(Image location labeling entries):
──────────────────────────────
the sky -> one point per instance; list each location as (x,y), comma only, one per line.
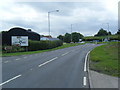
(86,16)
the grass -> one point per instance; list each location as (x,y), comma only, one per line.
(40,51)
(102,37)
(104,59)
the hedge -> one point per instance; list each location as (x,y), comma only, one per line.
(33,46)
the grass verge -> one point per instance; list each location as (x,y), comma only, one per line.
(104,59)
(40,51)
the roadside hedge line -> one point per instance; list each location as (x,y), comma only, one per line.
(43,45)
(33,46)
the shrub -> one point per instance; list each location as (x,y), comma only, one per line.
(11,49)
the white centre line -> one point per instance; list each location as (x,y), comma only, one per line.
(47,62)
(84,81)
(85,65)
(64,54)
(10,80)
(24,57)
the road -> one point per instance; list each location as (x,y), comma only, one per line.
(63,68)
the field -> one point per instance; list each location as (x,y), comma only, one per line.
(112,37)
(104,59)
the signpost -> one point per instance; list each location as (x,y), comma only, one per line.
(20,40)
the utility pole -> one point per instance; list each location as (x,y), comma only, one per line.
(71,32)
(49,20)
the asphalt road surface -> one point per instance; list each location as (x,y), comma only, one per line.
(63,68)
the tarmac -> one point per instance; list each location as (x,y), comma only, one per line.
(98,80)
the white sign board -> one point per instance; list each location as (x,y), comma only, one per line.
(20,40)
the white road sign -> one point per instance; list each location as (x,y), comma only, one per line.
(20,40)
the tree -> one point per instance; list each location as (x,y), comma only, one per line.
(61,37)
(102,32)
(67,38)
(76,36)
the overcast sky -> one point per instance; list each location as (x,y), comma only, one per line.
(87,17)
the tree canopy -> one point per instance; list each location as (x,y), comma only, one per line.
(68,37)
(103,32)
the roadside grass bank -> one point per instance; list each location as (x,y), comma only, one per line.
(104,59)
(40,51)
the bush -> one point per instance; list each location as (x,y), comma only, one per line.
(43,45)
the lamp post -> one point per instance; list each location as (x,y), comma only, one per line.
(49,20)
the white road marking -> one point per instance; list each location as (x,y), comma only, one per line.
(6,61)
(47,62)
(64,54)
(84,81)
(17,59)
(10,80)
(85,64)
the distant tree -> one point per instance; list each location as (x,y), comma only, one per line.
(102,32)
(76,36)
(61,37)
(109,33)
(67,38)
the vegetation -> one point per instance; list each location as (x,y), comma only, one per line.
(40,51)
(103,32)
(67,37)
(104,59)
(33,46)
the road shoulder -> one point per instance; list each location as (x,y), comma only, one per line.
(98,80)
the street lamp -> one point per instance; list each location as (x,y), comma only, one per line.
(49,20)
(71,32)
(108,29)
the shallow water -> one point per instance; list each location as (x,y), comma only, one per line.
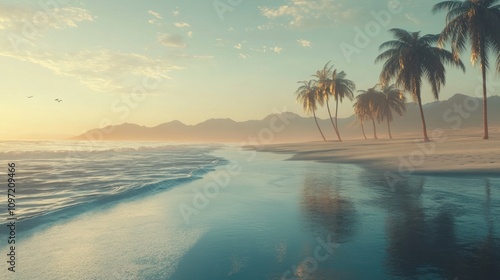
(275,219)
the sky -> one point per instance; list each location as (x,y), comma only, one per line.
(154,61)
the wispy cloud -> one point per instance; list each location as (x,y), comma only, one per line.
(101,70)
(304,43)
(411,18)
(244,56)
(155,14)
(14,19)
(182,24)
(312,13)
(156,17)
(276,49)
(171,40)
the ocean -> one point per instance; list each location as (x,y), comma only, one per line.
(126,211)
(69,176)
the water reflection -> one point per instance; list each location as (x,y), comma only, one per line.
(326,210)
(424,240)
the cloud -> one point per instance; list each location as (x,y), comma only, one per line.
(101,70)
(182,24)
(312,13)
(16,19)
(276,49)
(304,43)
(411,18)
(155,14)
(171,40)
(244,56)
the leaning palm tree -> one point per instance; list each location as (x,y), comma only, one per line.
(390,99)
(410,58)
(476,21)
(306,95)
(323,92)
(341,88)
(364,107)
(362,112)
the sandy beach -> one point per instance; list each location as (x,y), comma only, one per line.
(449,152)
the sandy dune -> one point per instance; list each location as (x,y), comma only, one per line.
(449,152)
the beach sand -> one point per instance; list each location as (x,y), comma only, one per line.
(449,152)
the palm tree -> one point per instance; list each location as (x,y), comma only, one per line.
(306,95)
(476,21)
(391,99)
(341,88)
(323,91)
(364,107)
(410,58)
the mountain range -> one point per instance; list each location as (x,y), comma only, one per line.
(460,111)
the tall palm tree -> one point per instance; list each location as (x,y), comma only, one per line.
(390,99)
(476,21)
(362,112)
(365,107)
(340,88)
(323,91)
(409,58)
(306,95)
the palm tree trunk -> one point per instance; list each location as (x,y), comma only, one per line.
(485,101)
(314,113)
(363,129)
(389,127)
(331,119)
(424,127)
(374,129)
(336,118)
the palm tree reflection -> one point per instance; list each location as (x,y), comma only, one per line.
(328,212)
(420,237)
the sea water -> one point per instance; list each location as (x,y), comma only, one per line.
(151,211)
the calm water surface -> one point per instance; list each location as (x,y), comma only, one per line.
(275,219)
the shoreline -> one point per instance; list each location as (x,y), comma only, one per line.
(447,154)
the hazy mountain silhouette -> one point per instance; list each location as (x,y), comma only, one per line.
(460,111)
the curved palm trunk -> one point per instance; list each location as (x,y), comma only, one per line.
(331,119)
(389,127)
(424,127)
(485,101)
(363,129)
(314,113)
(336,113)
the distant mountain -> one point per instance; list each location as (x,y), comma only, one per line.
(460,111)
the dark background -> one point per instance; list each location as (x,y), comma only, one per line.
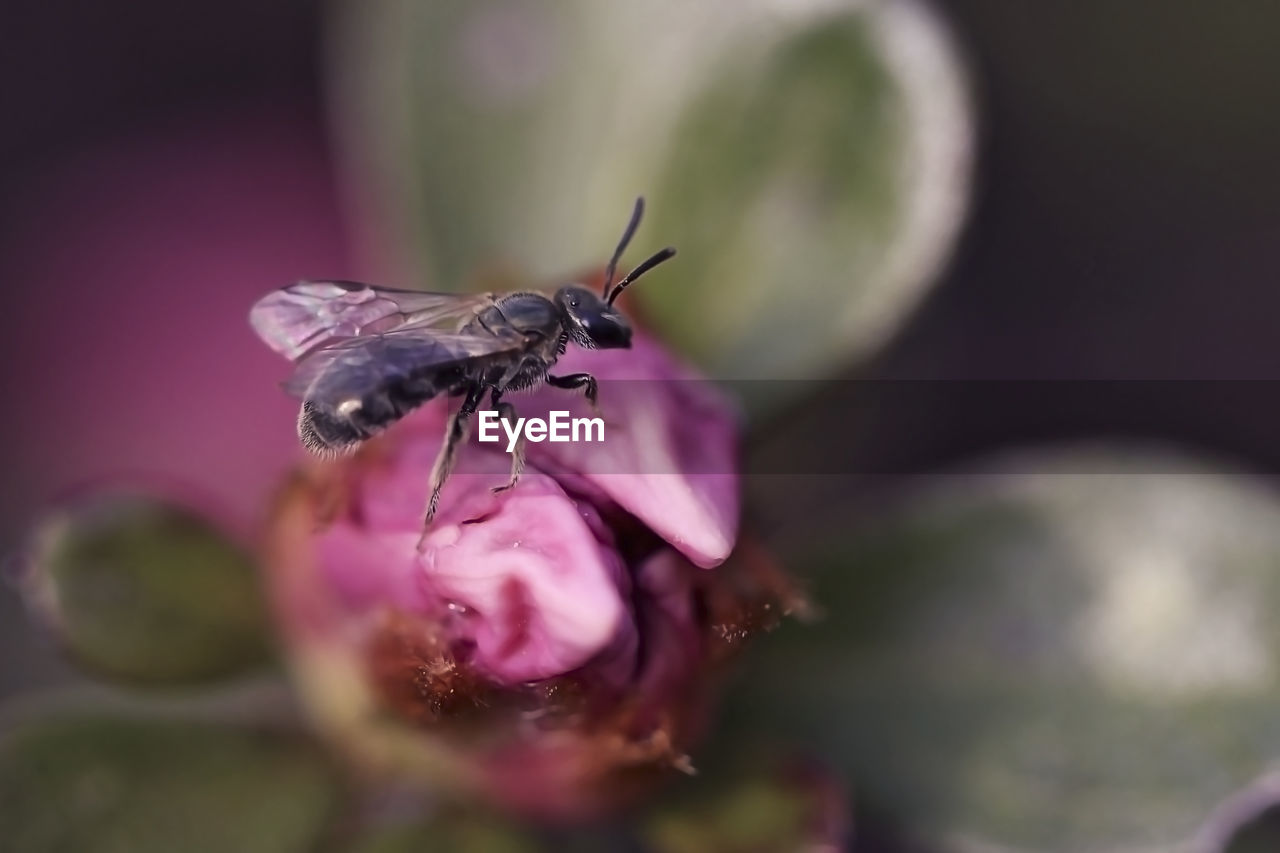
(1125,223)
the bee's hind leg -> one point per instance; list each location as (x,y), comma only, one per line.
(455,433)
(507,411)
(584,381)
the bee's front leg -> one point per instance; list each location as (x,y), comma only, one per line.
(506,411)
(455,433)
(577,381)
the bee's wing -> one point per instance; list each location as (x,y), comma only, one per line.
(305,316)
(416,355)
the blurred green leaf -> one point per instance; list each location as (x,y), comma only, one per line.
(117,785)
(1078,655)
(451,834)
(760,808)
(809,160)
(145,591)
──────────────────────────────
(Challenge):
Please copy out all the entries again, changing every "one point per instance" to "a single point for each instance" and leaving the rest as it is. Omit the pictures.

(Finished task):
the sky -> a single point for each instance; list each location as (x,y), comma only, one per line.
(86,16)
the grass -> a single point for each instance; list each location as (x,y), comma only, one per line.
(40,51)
(102,37)
(104,59)
the hedge -> a single point for each instance; list each location as (x,y), comma only, one per line.
(33,46)
the grass verge -> a single point for each instance; list each location as (x,y), comma only, one per line.
(104,59)
(40,51)
the roadside hedge line -> a single point for each instance; list each location as (x,y), comma only, one per line.
(43,45)
(33,46)
the shrub -> a single point for each instance; list each location as (x,y), comma only, one per line.
(11,49)
the white centre line -> a single point for each instance; list each location as (x,y), comma only, one per line.
(47,62)
(84,81)
(85,65)
(64,54)
(10,80)
(24,57)
the road -> a single point for each instance; list each location as (x,y), comma only, one per line.
(63,68)
the field -> a single point for each instance; list each location as (x,y), comma only, one per line.
(112,37)
(104,59)
the signpost -> a single point for each instance; list each location as (x,y), comma only, one per line.
(20,40)
the utility pole -> a single point for each instance; list each location as (x,y), comma only, one per line.
(71,32)
(49,20)
the asphalt road surface -> a single point for each instance; list each location as (x,y), comma only, one per line.
(63,68)
the tarmac -> a single point for each instance; list each location as (x,y), comma only, one per line.
(98,80)
the white sign board -> a single point for each instance; list each location as (x,y), comma only, one per line.
(20,40)
the white road sign -> a single point for each instance; list each location as (x,y), comma only, one per line.
(20,40)
the tree -> a single point for each instance; list each location as (x,y), comma only, one per line.
(61,37)
(102,32)
(67,38)
(76,36)
the overcast sky -> a single point for each instance; list each location as (x,y), comma only, one per line.
(87,17)
the tree canopy -> a single point for each instance; list each location as (x,y), comma only, one per line.
(68,37)
(103,32)
the roadside grass bank -> a single point for each instance; list each location as (x,y), comma only, one per line.
(104,59)
(40,51)
the bush -> a single point for each instance; list each location as (x,y), comma only, one per line.
(43,45)
the lamp post -> a single point for each instance; list each location as (x,y), comma only, one per line.
(49,20)
the white road marking -> a single point for each instance; list each location as (x,y), comma only, one per line.
(6,61)
(47,62)
(64,54)
(84,81)
(17,59)
(10,80)
(85,64)
the distant tree -> a single point for each instance; list each location as (x,y), comma only, one per line.
(102,32)
(76,36)
(61,37)
(109,33)
(67,38)
the vegetation -> a single point for each instance; list each location as (x,y), comma only, one per line.
(40,51)
(103,32)
(67,37)
(104,59)
(33,46)
the road shoulder -> a single point for each instance; list each location as (x,y), comma only, one per line.
(98,80)
the street lamp -> a single point for each instance; list each location as (x,y), comma only, one per line.
(49,20)
(71,32)
(108,29)
the shallow water -> a single point for each instance; list each location as (x,y), comma only, one per line.
(275,219)
the sky -> a single point for each instance; list each location as (x,y), comma only, one per line.
(154,61)
the wispy cloud -> a single point for each instance; list each location as (x,y), comma only, one per line.
(101,70)
(304,43)
(411,18)
(244,56)
(155,14)
(14,19)
(182,24)
(312,13)
(156,17)
(276,49)
(171,40)
the ocean -> a single point for each instance; list each location as (x,y), comma only, one per line.
(126,211)
(69,176)
the water reflection -> a single point for each instance; list each location as (x,y), comma only, one per line.
(326,210)
(424,240)
the cloud -> a single point for each instance; list each location as (x,y), comma only, one per line.
(101,70)
(182,24)
(312,13)
(16,19)
(276,49)
(304,43)
(411,18)
(155,14)
(171,40)
(244,56)
the leaning palm tree -> a single point for each instance; list each location as (x,y), comma only, one per line.
(390,99)
(410,58)
(476,21)
(306,95)
(323,92)
(341,88)
(364,107)
(362,112)
the sandy beach -> a single point for each instance; list each location as (x,y), comma only, one per line.
(449,152)
the sandy dune -> a single point for each instance; list each location as (x,y), comma only, one per line.
(449,152)
the beach sand -> a single point for each instance; list each location as (x,y), comma only, one per line.
(449,152)
the palm tree -> a single point for each instance; list each location as (x,y), comma only, one per line.
(306,95)
(476,21)
(391,99)
(341,88)
(323,91)
(364,107)
(410,58)
the mountain range -> a single point for each instance; list each location as (x,y), comma only, one per line.
(460,111)
the tall palm tree -> a single point for each instance; list each location as (x,y), comma only, one per line.
(390,99)
(476,21)
(362,112)
(365,107)
(340,88)
(323,91)
(409,58)
(306,95)
the palm tree trunk -> a single point for each instance; list each location as (x,y), comma only, one per line.
(485,101)
(314,113)
(363,129)
(389,127)
(331,119)
(424,127)
(374,129)
(336,118)
the palm tree reflection -> a single point for each instance; list each location as (x,y), comma only, one per line.
(328,212)
(420,237)
the sea water -> a single point for each instance; list each location as (x,y), comma only, one per line.
(151,211)
the calm water surface -> a single point for each instance; list each location as (x,y), comma only, one per line.
(275,219)
the shoreline -> a single point for each instance; list each location as (x,y), comma only, one per line.
(447,154)
the hazy mountain silhouette -> a single point for each instance; list each location as (x,y), comma only, one per line.
(460,111)
the curved palm trunk -> a single point for each instance; list each location as (x,y), comma only, one per line.
(331,119)
(389,127)
(424,127)
(485,101)
(363,129)
(314,113)
(336,113)
the distant mountain -> a single point for each instance; list each location as (x,y), comma only, one per line.
(460,111)
the dark background -> a single point for each instance; list each location as (x,y), comma only, one per line.
(1125,223)
the bee's hind leg -> a single point for each instance; list each location as (x,y), comma only, one per line.
(455,433)
(507,411)
(584,381)
the bee's front leg -> a single point for each instance; list each location as (x,y), comma only, one per line.
(506,411)
(455,433)
(577,381)
the bee's wing -> a single point for each instance; list each location as (x,y), comma only, one per line.
(305,316)
(416,355)
the blurred green leaf -> a single point for each instance; list each location as (x,y), comma only, one per line.
(117,785)
(1078,655)
(451,834)
(760,808)
(809,160)
(145,591)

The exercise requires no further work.